(Stored dataset items)
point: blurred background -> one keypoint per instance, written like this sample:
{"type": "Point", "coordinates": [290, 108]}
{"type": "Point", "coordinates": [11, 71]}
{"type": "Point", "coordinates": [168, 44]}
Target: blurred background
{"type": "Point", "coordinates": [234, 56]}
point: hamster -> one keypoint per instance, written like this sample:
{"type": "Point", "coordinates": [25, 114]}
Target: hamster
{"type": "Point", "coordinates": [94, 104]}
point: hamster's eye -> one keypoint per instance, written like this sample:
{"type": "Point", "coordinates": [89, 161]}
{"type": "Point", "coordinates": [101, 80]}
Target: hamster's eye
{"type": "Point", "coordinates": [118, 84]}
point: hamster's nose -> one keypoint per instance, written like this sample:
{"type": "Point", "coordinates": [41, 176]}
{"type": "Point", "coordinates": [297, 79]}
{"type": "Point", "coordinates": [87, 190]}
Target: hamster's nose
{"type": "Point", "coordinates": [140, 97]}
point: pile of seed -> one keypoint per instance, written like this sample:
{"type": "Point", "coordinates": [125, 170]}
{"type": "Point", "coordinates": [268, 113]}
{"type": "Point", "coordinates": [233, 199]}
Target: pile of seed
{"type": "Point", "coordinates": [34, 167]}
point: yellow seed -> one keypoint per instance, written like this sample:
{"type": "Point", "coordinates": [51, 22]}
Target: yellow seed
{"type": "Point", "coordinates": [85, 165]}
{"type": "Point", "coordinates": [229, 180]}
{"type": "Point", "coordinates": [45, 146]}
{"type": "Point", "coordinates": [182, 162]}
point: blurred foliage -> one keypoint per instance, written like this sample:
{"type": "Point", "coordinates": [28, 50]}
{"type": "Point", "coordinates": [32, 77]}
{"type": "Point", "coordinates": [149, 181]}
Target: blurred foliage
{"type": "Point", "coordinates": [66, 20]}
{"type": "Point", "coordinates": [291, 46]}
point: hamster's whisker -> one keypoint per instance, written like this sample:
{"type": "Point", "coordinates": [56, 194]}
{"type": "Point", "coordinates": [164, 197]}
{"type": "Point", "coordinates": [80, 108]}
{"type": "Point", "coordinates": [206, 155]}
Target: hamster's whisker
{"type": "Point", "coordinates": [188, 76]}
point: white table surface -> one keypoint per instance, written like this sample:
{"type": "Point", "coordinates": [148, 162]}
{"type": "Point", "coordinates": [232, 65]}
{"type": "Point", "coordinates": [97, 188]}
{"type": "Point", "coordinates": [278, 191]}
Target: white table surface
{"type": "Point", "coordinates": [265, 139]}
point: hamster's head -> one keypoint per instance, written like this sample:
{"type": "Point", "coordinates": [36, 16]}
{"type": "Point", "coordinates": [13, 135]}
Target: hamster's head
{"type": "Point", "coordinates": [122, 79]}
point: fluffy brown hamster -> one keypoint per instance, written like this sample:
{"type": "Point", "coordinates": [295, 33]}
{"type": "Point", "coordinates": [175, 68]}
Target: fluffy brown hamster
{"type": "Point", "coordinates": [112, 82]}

#### PROBLEM DETAILS:
Return all of the material above line for line, with no changes.

#### SOLUTION TO THIS EXERCISE:
point: blurred background -> one keypoint per instance, written like this sample:
{"type": "Point", "coordinates": [290, 108]}
{"type": "Point", "coordinates": [11, 71]}
{"type": "Point", "coordinates": [168, 44]}
Target: blurred background
{"type": "Point", "coordinates": [234, 56]}
point: hamster -> one keypoint per instance, written like this sample:
{"type": "Point", "coordinates": [25, 114]}
Target: hamster
{"type": "Point", "coordinates": [94, 104]}
point: hamster's eye -> one keypoint per instance, written like this sample:
{"type": "Point", "coordinates": [89, 161]}
{"type": "Point", "coordinates": [101, 80]}
Target: hamster's eye
{"type": "Point", "coordinates": [118, 84]}
point: hamster's nose -> one keypoint per instance, written like this sample:
{"type": "Point", "coordinates": [41, 176]}
{"type": "Point", "coordinates": [297, 79]}
{"type": "Point", "coordinates": [87, 190]}
Target: hamster's nose
{"type": "Point", "coordinates": [140, 97]}
point: pile of seed -> one keypoint per instance, written like this sample:
{"type": "Point", "coordinates": [125, 170]}
{"type": "Point", "coordinates": [268, 113]}
{"type": "Point", "coordinates": [233, 199]}
Target: pile of seed
{"type": "Point", "coordinates": [34, 167]}
point: yellow seed -> one keypoint per instance, written like this sample:
{"type": "Point", "coordinates": [51, 22]}
Target: yellow seed
{"type": "Point", "coordinates": [85, 165]}
{"type": "Point", "coordinates": [229, 180]}
{"type": "Point", "coordinates": [45, 146]}
{"type": "Point", "coordinates": [182, 162]}
point: blurred foliage -> one keypoint per instance, written like this sample:
{"type": "Point", "coordinates": [28, 50]}
{"type": "Point", "coordinates": [32, 77]}
{"type": "Point", "coordinates": [149, 181]}
Target: blurred foliage
{"type": "Point", "coordinates": [66, 20]}
{"type": "Point", "coordinates": [291, 46]}
point: hamster's whisker -> one keypoint per instance, written like this sample:
{"type": "Point", "coordinates": [56, 194]}
{"type": "Point", "coordinates": [164, 197]}
{"type": "Point", "coordinates": [80, 108]}
{"type": "Point", "coordinates": [206, 155]}
Target: hamster's whisker
{"type": "Point", "coordinates": [188, 76]}
point: white table surface -> one keypoint per instance, written like this sample:
{"type": "Point", "coordinates": [148, 162]}
{"type": "Point", "coordinates": [232, 65]}
{"type": "Point", "coordinates": [97, 188]}
{"type": "Point", "coordinates": [278, 191]}
Target: white table surface
{"type": "Point", "coordinates": [265, 139]}
point: hamster's head -> one keypoint per instance, written like this sample:
{"type": "Point", "coordinates": [36, 16]}
{"type": "Point", "coordinates": [13, 135]}
Target: hamster's head
{"type": "Point", "coordinates": [122, 79]}
point: fluffy brown hamster -> one keypoint per instance, written like this sample:
{"type": "Point", "coordinates": [295, 33]}
{"type": "Point", "coordinates": [175, 68]}
Target: fluffy brown hamster
{"type": "Point", "coordinates": [112, 82]}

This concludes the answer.